* **Your task**
How many lines in the entries below contain the word "boulder"? Reply with the number alone.

* **Material for the task**
****************
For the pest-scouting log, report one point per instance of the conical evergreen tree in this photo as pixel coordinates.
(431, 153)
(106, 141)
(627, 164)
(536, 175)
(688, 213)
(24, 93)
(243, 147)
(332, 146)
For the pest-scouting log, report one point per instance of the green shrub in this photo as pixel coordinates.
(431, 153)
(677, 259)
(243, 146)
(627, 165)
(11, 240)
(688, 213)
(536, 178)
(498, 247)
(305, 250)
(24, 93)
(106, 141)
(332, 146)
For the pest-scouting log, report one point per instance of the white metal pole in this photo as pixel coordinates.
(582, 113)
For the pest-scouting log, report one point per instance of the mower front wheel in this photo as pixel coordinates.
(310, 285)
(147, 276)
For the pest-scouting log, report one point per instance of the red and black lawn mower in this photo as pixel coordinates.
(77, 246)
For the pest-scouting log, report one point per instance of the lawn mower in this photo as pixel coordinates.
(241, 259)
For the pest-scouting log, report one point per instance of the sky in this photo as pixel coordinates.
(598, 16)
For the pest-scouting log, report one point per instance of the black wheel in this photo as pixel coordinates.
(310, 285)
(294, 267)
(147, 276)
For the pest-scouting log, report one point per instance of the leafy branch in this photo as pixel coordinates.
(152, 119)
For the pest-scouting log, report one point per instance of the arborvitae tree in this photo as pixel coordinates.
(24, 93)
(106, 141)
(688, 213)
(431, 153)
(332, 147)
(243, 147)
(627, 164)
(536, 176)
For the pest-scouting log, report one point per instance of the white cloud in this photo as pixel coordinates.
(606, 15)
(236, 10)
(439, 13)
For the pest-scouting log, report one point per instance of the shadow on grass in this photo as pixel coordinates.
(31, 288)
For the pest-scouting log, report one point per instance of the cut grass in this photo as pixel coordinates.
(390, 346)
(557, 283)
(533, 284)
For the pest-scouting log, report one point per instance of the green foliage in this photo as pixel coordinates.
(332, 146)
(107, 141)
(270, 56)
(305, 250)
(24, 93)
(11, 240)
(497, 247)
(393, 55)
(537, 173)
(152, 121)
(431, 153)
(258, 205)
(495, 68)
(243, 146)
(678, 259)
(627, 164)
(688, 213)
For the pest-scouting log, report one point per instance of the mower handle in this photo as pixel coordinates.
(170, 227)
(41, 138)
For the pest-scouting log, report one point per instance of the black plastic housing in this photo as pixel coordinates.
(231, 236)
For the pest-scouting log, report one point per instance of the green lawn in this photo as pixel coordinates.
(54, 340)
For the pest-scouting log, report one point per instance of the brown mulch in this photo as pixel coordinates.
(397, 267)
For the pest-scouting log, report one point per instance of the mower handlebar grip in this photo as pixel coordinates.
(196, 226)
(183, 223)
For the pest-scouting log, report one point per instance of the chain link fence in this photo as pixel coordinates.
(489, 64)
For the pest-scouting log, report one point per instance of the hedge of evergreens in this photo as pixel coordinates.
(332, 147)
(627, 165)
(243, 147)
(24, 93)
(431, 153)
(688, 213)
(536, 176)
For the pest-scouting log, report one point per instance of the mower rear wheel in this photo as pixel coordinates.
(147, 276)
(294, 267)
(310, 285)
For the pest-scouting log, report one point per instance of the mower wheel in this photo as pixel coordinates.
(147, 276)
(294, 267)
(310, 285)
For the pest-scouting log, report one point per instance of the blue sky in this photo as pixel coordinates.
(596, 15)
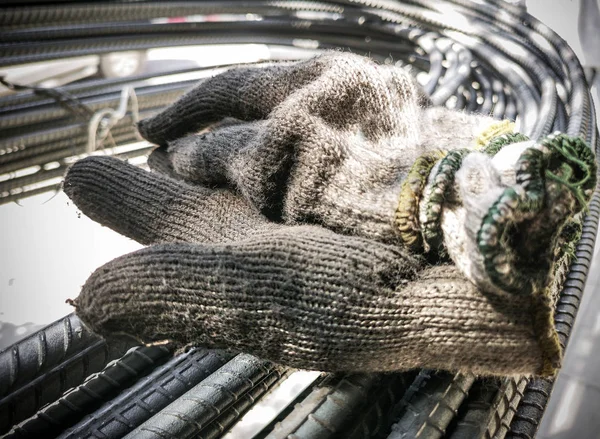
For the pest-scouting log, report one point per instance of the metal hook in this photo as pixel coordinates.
(103, 120)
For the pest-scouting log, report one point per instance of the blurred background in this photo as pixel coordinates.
(49, 249)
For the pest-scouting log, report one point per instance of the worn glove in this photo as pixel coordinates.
(304, 296)
(343, 142)
(363, 162)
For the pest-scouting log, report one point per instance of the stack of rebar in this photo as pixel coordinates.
(490, 58)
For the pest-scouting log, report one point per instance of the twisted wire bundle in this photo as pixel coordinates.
(489, 58)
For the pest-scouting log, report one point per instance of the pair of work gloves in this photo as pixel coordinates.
(320, 214)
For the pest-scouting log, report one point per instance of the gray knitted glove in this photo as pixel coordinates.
(343, 142)
(219, 274)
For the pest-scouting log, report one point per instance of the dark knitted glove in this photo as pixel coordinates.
(343, 142)
(340, 142)
(302, 296)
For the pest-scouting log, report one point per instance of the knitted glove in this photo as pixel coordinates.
(360, 158)
(343, 142)
(219, 274)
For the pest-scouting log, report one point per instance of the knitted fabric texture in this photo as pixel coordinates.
(350, 147)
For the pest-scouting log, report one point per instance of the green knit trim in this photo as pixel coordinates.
(569, 164)
(441, 185)
(497, 143)
(494, 130)
(407, 212)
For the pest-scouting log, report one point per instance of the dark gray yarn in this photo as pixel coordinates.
(331, 142)
(302, 296)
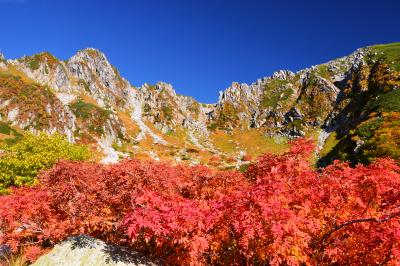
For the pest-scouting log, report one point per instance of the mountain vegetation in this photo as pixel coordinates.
(295, 169)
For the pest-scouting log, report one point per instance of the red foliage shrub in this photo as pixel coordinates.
(246, 158)
(281, 211)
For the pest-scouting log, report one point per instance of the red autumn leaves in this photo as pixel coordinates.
(280, 211)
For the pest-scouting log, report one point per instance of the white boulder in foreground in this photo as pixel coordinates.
(84, 250)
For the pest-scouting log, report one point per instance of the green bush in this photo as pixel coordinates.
(21, 162)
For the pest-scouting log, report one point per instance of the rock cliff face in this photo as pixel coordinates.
(86, 99)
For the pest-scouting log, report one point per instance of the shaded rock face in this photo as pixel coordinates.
(87, 251)
(284, 104)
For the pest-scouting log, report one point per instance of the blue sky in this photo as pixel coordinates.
(201, 46)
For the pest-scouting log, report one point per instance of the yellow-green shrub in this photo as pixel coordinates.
(21, 162)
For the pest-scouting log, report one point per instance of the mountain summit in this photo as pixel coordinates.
(338, 103)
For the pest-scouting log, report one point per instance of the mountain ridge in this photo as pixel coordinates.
(97, 105)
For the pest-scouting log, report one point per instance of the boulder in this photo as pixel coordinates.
(84, 250)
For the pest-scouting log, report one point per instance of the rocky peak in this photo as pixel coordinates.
(283, 74)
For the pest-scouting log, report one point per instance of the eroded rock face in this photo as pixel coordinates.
(283, 104)
(87, 251)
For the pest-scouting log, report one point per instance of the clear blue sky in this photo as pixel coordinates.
(198, 46)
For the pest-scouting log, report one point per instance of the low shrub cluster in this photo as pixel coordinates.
(279, 211)
(20, 163)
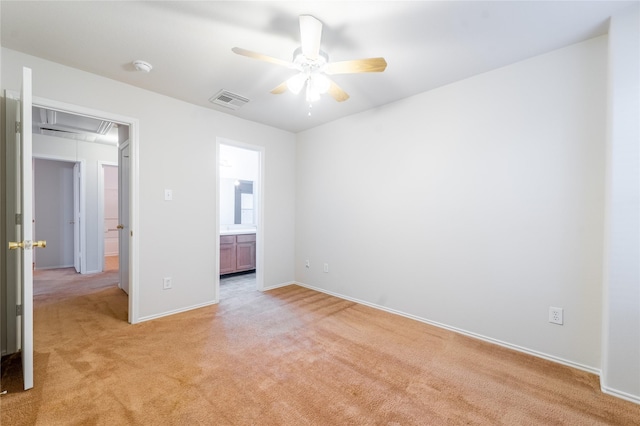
****************
* **Problem solution**
2